(Detection examples)

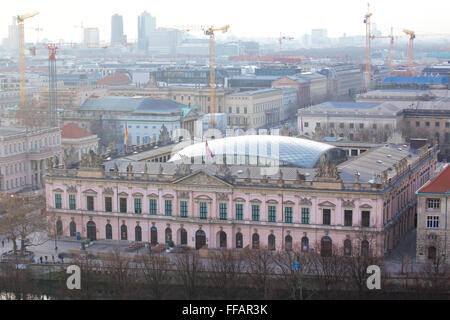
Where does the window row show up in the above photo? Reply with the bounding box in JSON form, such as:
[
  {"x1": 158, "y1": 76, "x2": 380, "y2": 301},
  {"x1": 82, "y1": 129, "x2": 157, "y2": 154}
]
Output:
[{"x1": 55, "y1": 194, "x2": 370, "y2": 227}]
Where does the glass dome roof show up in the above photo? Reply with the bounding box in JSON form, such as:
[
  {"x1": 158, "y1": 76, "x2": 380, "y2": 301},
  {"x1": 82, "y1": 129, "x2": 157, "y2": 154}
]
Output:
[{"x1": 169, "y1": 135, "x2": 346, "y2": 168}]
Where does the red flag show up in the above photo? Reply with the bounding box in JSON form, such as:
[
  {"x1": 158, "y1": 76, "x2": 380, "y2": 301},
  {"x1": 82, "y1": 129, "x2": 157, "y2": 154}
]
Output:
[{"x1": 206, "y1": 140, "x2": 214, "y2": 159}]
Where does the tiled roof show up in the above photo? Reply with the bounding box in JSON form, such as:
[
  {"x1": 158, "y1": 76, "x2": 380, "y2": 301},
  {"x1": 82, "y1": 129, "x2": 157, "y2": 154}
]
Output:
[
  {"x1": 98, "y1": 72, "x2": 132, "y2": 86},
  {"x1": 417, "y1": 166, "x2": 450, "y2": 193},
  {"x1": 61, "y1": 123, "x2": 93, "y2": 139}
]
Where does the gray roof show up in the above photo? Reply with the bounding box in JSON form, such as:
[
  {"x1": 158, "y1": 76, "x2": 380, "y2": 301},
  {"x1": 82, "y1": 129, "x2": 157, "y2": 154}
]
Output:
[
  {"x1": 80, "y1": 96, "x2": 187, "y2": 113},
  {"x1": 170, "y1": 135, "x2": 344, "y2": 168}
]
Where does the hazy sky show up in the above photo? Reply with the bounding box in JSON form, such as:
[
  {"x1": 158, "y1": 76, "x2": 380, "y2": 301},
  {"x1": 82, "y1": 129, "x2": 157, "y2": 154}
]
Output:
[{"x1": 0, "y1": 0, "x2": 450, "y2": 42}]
---
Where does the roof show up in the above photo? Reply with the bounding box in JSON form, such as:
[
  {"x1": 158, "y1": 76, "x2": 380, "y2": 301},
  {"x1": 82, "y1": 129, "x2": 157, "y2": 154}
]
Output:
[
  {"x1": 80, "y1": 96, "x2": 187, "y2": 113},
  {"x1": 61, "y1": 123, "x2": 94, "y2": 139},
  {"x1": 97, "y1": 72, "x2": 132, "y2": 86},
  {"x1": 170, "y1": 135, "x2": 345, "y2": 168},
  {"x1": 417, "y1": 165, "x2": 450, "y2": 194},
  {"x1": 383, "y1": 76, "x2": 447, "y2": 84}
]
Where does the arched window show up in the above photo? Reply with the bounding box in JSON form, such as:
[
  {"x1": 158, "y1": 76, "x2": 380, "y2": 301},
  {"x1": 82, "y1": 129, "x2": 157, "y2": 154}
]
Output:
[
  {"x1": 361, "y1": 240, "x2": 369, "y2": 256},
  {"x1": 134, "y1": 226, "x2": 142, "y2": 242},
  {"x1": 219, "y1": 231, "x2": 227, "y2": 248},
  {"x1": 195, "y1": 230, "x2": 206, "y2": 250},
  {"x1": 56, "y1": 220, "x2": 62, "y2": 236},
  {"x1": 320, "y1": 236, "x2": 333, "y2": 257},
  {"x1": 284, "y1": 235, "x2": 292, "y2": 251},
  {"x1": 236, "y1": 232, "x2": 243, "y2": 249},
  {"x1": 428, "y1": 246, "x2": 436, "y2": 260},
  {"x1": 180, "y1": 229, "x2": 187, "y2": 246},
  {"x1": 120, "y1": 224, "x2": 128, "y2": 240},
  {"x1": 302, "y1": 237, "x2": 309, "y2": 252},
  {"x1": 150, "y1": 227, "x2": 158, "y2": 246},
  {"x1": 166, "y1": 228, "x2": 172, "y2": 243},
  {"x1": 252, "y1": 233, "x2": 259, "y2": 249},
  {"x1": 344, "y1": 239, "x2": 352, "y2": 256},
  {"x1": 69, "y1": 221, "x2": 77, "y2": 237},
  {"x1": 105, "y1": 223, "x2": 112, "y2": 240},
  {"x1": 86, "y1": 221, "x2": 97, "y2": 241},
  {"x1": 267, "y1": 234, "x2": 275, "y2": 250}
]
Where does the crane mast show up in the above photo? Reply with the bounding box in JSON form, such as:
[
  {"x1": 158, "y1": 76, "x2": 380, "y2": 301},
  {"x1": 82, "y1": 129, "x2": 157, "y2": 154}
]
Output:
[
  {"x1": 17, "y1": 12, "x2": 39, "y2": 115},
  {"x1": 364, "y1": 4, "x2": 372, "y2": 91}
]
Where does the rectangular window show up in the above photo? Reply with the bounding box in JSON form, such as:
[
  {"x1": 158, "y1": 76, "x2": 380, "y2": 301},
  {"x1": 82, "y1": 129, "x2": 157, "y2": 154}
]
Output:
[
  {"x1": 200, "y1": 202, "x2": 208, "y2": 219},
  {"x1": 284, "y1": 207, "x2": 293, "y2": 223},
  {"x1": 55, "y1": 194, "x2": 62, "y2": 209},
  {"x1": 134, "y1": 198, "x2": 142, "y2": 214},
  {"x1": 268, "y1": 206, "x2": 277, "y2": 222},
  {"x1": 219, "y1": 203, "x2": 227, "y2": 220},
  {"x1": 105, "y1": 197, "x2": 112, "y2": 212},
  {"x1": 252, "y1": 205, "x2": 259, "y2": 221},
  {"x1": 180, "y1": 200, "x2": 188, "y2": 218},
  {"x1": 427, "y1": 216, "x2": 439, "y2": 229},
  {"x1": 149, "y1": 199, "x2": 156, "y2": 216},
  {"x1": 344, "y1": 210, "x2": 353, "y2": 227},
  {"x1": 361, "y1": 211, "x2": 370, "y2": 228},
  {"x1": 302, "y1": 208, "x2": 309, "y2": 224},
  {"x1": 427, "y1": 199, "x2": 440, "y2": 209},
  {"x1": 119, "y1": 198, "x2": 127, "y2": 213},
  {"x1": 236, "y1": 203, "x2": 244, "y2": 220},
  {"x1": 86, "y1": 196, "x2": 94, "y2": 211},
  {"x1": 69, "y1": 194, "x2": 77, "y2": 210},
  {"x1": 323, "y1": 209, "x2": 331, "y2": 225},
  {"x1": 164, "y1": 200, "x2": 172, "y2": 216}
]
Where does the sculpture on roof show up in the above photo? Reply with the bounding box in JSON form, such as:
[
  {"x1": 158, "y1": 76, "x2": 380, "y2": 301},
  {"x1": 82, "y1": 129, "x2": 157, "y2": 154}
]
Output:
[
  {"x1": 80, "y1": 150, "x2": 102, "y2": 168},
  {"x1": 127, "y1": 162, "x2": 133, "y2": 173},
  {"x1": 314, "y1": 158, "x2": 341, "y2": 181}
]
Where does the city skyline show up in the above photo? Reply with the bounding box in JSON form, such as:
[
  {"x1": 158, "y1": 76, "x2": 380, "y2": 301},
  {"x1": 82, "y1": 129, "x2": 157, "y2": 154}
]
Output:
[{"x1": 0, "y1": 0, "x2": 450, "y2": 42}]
* * *
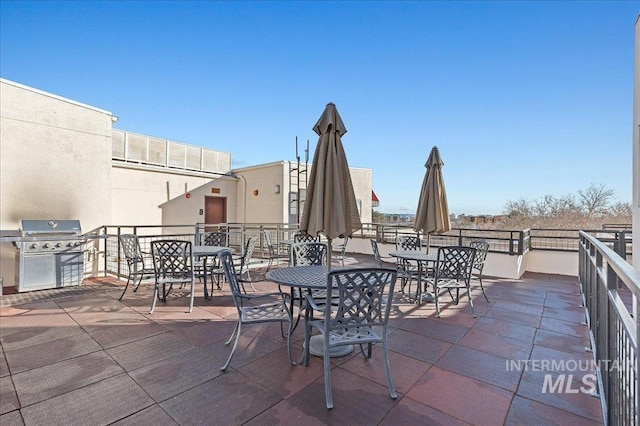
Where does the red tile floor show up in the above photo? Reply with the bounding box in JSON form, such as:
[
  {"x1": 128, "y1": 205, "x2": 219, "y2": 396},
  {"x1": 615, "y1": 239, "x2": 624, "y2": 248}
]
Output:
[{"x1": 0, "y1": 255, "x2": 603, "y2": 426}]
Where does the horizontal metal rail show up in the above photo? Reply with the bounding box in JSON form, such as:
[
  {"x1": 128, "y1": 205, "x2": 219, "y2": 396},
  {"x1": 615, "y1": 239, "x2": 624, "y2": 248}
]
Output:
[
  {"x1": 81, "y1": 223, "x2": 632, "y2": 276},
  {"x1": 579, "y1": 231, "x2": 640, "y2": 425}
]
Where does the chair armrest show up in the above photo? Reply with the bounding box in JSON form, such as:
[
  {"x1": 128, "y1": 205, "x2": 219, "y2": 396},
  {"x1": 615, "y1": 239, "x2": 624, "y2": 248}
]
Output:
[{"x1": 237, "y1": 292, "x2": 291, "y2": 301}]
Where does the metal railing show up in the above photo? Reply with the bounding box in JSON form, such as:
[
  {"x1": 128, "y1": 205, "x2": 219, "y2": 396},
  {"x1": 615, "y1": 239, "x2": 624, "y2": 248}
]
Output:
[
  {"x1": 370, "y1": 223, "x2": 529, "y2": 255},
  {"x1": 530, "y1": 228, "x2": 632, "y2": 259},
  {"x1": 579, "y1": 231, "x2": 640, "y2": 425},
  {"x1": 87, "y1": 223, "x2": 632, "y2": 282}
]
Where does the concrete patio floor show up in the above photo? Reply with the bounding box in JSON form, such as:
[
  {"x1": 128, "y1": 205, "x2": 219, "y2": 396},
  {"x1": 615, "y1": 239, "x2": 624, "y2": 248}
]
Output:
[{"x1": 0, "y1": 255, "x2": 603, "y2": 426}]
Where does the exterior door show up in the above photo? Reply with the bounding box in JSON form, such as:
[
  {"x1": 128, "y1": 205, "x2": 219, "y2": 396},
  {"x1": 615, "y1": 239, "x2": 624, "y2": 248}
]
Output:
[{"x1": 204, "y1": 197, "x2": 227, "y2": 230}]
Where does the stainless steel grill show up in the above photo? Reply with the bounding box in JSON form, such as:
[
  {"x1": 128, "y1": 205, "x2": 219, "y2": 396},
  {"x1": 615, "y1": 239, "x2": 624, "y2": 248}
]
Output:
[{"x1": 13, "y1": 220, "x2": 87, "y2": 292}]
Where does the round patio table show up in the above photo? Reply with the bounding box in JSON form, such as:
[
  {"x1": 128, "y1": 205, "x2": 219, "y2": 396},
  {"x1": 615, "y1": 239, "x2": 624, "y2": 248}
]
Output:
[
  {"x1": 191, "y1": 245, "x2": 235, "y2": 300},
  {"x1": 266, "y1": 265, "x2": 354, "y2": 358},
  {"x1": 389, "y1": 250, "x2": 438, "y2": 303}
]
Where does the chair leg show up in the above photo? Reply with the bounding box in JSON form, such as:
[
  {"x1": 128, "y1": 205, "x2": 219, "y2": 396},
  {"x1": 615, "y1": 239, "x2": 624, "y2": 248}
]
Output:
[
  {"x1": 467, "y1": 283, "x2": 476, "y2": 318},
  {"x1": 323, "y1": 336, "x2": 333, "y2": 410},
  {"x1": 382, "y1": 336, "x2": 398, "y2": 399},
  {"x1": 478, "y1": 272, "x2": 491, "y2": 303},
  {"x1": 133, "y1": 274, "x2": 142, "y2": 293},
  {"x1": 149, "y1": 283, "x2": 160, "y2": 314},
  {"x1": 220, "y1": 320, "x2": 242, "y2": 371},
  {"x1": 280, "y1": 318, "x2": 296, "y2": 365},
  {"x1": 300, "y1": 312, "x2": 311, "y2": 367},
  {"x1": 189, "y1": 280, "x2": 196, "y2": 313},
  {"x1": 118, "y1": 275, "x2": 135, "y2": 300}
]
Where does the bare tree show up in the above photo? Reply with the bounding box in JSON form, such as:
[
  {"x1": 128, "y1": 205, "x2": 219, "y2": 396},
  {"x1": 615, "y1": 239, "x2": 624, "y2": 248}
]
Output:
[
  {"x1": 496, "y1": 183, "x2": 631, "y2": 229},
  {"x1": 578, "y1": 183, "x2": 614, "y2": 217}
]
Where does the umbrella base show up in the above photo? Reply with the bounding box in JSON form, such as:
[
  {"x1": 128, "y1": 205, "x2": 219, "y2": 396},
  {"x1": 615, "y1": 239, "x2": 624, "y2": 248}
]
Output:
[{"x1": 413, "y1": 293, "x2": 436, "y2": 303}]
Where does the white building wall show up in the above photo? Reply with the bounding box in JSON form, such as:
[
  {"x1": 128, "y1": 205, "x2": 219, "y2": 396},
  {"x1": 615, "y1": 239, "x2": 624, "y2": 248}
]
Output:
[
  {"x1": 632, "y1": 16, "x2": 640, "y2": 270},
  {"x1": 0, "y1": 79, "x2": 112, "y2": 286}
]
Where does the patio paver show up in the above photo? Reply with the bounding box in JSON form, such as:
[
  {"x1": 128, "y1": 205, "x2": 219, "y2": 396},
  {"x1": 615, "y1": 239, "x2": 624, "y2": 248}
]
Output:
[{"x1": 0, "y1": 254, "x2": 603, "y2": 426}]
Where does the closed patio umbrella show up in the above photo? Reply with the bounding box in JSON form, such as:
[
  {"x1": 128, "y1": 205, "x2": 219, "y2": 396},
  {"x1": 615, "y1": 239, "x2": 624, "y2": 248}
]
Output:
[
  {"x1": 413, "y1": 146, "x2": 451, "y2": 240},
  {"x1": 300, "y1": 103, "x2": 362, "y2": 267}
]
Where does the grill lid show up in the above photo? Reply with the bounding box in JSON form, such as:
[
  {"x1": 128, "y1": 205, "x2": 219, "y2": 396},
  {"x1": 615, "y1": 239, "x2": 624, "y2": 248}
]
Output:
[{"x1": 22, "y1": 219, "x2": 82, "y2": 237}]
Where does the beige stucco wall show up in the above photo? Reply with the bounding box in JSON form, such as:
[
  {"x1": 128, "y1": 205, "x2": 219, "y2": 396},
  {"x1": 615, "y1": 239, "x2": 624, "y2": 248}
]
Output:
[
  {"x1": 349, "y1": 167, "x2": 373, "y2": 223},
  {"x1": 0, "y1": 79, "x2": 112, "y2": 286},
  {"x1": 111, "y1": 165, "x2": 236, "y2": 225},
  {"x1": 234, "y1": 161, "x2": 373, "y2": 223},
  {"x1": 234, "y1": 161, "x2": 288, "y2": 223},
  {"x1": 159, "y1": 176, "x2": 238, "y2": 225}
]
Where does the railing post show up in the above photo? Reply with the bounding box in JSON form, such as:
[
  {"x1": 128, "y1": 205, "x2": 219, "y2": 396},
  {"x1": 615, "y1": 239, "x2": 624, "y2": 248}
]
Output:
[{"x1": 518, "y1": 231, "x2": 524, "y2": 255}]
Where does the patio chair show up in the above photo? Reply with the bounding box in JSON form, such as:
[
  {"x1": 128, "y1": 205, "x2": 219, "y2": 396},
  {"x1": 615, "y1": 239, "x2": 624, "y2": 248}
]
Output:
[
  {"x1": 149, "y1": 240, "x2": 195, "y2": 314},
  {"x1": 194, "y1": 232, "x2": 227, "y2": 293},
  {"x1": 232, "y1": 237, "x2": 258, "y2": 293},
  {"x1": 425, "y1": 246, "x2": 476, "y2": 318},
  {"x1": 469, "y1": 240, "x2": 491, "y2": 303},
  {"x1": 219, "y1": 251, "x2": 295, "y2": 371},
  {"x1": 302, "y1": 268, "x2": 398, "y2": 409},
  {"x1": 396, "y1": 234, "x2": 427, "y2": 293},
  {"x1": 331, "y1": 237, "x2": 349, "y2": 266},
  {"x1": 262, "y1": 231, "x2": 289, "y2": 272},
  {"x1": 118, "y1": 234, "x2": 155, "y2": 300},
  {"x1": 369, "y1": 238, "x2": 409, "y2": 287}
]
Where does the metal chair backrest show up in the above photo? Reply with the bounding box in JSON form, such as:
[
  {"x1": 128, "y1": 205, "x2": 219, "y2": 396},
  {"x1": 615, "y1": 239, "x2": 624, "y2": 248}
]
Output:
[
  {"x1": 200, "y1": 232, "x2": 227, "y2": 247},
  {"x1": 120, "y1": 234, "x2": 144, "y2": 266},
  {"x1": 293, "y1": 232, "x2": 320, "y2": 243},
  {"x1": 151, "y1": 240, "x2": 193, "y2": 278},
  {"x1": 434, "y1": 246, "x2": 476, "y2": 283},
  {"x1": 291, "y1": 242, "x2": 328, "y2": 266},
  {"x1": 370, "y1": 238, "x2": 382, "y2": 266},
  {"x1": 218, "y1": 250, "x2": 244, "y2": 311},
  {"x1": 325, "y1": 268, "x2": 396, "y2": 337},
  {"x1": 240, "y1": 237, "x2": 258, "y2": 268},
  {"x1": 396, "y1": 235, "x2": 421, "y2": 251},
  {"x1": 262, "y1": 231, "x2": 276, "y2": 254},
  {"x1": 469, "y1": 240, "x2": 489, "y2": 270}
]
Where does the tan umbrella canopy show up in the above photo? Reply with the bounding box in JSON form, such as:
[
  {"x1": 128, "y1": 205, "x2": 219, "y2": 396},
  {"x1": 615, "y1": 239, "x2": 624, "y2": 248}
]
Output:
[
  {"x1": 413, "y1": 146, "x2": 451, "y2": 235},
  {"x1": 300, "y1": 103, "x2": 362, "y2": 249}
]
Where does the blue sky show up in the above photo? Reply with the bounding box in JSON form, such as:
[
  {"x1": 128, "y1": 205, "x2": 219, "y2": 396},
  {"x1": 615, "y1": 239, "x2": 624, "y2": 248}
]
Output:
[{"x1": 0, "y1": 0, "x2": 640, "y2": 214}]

● **Objective**
From the material above, pull out every line that contains the word "floor".

● **Written solution**
Where does the red tile floor show up in the above photo? Reply with the bounding box in JSON form, such as:
Where does the concrete patio floor show up in the above photo? Reply with the bounding box in JSON form, such as:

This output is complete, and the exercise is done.